Texte donné:

########

Il faut dire qu’aux premières mesures des années 30, l’Allemagne ne sait plus où elle va. Elle avait été condamnée à rembourser un tribut de guerre aux alliés puisqu’elle l’a perdue, cette grande guerre, et en plus on l’a rognée de territoires conquis autrefois. Et voilà que, alors que les choses allaient un peu mieux, le krach boursier de 1929 a tout repoussé au niveau zéro. Voilà qui démolit profondément la confiance du peuple envers les institutions démocratiques. Hitler, avec son rêve d’une Allemagne puissante et unie, belle à voir, grande à craindre, admirable à respecter, rêve auquel il croit et fait croire, est donc accueilli comme guide idéal de cette nouvelle nation.

########

Consigne: Modifiez le passage du texte qui commence par « Il faut dire » et se termine par « cette nouvelle nation. », en y remplaçant « démocratiques » par « républicaines ». La liste est un matériau distinct du texte.

Données:
########

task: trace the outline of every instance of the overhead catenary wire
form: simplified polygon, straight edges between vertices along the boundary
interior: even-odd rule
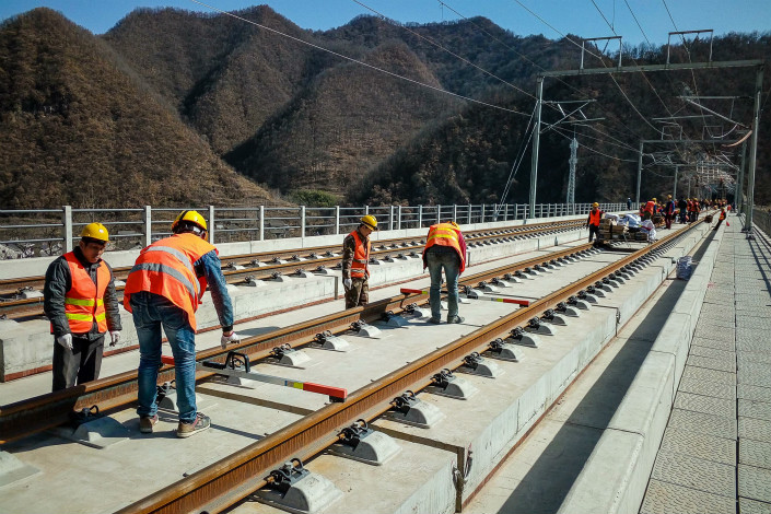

########

Réponse attendue:
Il faut dire qu’aux premières mesures des années 30, l’Allemagne ne sait plus où elle va. Elle avait été condamnée à rembourser un tribut de guerre aux alliés puisqu’elle l’a perdue, cette grande guerre, et en plus on l’a rognée de territoires conquis autrefois. Et voilà que, alors que les choses allaient un peu mieux, le krach boursier de 1929 a tout repoussé au niveau zéro. Voilà qui démolit profondément la confiance du peuple envers les institutions républicaines. Hitler, avec son rêve d’une Allemagne puissante et unie, belle à voir, grande à craindre, admirable à respecter, rêve auquel il croit et fait croire, est donc accueilli comme guide idéal de cette nouvelle nation.